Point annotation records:
══════════════════════════════
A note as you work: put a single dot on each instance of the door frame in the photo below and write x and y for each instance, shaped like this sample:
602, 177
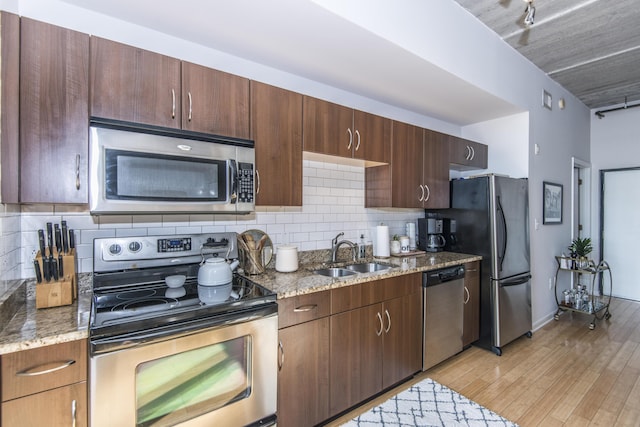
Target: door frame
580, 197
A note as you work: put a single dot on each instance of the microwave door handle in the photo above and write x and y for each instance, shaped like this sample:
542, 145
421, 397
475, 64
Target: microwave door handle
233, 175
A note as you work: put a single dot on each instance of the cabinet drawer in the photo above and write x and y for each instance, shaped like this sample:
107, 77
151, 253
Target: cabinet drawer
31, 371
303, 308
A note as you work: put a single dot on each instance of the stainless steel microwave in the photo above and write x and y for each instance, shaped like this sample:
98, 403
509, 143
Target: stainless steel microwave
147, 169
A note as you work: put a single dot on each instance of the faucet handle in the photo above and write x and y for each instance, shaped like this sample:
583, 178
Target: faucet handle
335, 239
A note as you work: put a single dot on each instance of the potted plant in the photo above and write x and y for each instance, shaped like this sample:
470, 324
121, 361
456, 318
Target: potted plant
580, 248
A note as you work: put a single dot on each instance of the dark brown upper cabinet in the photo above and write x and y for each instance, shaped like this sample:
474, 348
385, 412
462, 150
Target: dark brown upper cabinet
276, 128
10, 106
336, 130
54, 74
══════════════════════════════
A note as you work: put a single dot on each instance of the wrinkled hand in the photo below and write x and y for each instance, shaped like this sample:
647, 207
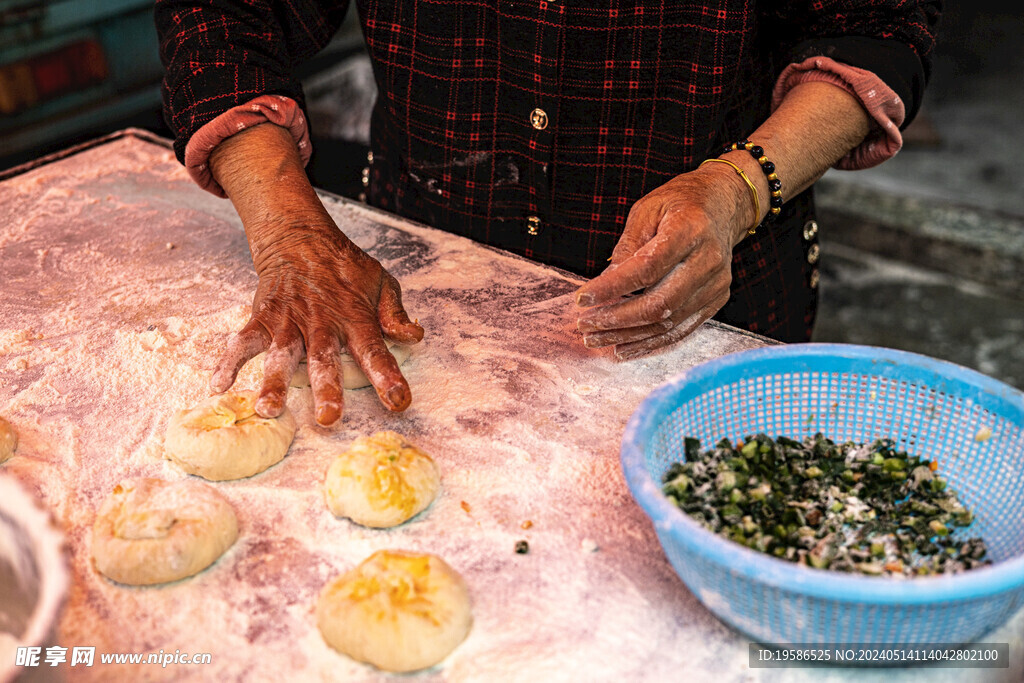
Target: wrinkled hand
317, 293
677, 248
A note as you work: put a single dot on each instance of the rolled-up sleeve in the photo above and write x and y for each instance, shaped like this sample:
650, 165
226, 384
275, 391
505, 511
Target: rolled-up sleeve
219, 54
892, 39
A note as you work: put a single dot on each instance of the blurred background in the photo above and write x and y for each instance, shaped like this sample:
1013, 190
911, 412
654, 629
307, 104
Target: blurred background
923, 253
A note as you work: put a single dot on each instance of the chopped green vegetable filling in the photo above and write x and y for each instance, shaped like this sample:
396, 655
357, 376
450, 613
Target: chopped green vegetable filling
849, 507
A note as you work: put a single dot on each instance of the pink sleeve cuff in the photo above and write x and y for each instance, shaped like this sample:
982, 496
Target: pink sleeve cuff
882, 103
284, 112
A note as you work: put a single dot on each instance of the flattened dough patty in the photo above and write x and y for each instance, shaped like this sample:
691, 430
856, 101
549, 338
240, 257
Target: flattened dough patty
══════════════════════════════
What needs to be done: Copy the items word for word, beginning with the line that contains "of the pink" and continuing through the line that contains "Target: flattened dough patty", including both of those lines.

Correct response:
A note as you work: put a single dot on each instance of the pink sleeve cuff in the photo above and write x and y for each instance, shaped like this sample:
982, 496
Target: pink sleeve cuff
882, 103
284, 112
A note as you work: put a single dot on each instance of the flattened dough patty in the photo above and write x and y for each instance, shaped like this sample:
691, 430
856, 101
549, 338
240, 257
Target: flattened dough patty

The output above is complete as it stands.